### Study text:
★ ★ ★

Poor long-term adherence to secondary penicillin prophylaxis in children with history of rheumatic fever

Amarilyo G, Chodick G, Zalcman J, Koren G, Levinsky Y, Somekh I, Harel L

Semin. Arthritis Rheum. 2018 Oct;

PMID: 30415945

Abstract

OBJECTIVE: Recurrent episodes of acute rheumatic fever may contribute to the development or worsening of rheumatic heart disease. Secondary penicillin prophylaxis (SPP) has been found to significantly reduce the incidence of rheumatic heart disease. This study sought to evaluate adherence to oral and intramuscular SPP in pediatric patients with rheumatic fever using real-world data spanning 10 years.

METHODS: The study population included patients <18 years old insured by a 2.1-million-member health maintenance organization in Israel who were diagnosed with acute rheumatic fever between 1/1996 and 5/2015 and had purchased at least one monthly dose of oral or intramuscular penicillin by prescription. The mean proportion of days covered by SPP was calculated. The endpoint of the retrospective follow-up for therapy discontinuation was leaving the health maintenance organization, death, age 18 years, or end of follow-up.

★ ★ ★

### Provided records:
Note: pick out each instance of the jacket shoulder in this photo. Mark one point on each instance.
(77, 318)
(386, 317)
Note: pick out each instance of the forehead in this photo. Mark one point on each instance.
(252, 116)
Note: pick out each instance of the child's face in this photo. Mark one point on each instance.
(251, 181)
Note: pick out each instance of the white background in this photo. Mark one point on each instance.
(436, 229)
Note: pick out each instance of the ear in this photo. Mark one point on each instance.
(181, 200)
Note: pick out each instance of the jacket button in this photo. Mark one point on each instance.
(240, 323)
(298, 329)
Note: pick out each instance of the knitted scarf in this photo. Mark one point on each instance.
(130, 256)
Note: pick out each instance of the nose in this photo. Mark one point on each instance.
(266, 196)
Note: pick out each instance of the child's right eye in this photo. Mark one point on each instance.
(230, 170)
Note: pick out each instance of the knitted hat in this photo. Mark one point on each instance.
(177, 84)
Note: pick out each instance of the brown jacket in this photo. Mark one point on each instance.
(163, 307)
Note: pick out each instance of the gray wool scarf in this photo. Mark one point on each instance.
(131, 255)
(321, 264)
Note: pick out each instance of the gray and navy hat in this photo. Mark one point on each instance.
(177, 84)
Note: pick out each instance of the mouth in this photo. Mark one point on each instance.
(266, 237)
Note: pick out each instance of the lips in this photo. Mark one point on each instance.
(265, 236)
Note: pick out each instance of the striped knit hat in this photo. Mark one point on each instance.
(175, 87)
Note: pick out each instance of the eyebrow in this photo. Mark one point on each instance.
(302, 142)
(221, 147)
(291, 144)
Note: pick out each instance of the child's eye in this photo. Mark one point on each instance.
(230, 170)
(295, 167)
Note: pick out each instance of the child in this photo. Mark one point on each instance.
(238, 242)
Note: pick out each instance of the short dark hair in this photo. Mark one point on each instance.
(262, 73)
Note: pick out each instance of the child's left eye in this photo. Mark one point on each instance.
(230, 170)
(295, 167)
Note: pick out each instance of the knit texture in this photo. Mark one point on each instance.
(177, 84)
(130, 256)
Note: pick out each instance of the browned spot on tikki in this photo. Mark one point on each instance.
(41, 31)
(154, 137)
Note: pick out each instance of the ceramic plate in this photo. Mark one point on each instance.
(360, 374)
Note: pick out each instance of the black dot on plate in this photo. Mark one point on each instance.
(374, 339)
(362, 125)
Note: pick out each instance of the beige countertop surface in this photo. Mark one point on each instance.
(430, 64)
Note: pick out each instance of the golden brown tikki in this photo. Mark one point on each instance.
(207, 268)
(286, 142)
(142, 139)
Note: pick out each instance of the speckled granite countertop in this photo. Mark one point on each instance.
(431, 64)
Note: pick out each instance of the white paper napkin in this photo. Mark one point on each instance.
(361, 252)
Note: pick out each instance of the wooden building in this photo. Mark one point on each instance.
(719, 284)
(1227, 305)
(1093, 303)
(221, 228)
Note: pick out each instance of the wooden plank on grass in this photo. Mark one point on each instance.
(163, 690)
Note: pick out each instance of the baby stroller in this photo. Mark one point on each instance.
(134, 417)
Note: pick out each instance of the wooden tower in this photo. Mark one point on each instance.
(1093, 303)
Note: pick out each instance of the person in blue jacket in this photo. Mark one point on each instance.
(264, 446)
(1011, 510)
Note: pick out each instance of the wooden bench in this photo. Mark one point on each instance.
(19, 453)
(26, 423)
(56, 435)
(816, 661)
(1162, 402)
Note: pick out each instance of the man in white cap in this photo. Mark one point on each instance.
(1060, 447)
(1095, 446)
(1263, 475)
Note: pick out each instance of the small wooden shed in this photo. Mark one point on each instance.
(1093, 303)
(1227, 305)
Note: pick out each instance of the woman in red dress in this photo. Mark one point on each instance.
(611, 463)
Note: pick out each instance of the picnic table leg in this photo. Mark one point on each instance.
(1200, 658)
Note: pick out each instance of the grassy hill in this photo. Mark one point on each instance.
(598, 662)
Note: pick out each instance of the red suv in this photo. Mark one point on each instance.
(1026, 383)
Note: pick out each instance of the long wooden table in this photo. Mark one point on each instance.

★ ★ ★

### Questions:
**1.** Translate this sentence from the penicillin prophylaxis abstract into Spanish: "Secondary penicillin prophylaxis (SPP) has been found to significantly reduce the incidence of rheumatic heart disease."
**2.** Write the next part of the penicillin prophylaxis abstract, starting after its final sentence.
The lines play no part in this exercise.

### Response list:
**1.** Se ha comprobado que la profilaxis secundaria con penicilina (SPP) reduce de manera significativa la incidencia de la cardiopatía reumática.

**2.**
RESULTS: The cohort included 842 children: 734 treated with oral penicillin and 108 with intramuscular penicillin. The respective mean (SD) ages of the two groups at diagnosis were 8.6 (3.7) years and 10.9 (3.2) years, and the median (interquartile range) proportions of days covered by SPP were 8% (2%-33%) and 10% (3%-28%). Overall, the number of days covered decreased exponentially from 103 days in the first year of therapy to 20 days in the tenth year of follow-up.

CONCLUSION: Adherence to SPP for rheumatic fever is poor. This renders this mode of long term prophylaxis futile. Although the IM route has been previously shown to be more effective, the oral route was more extensively used.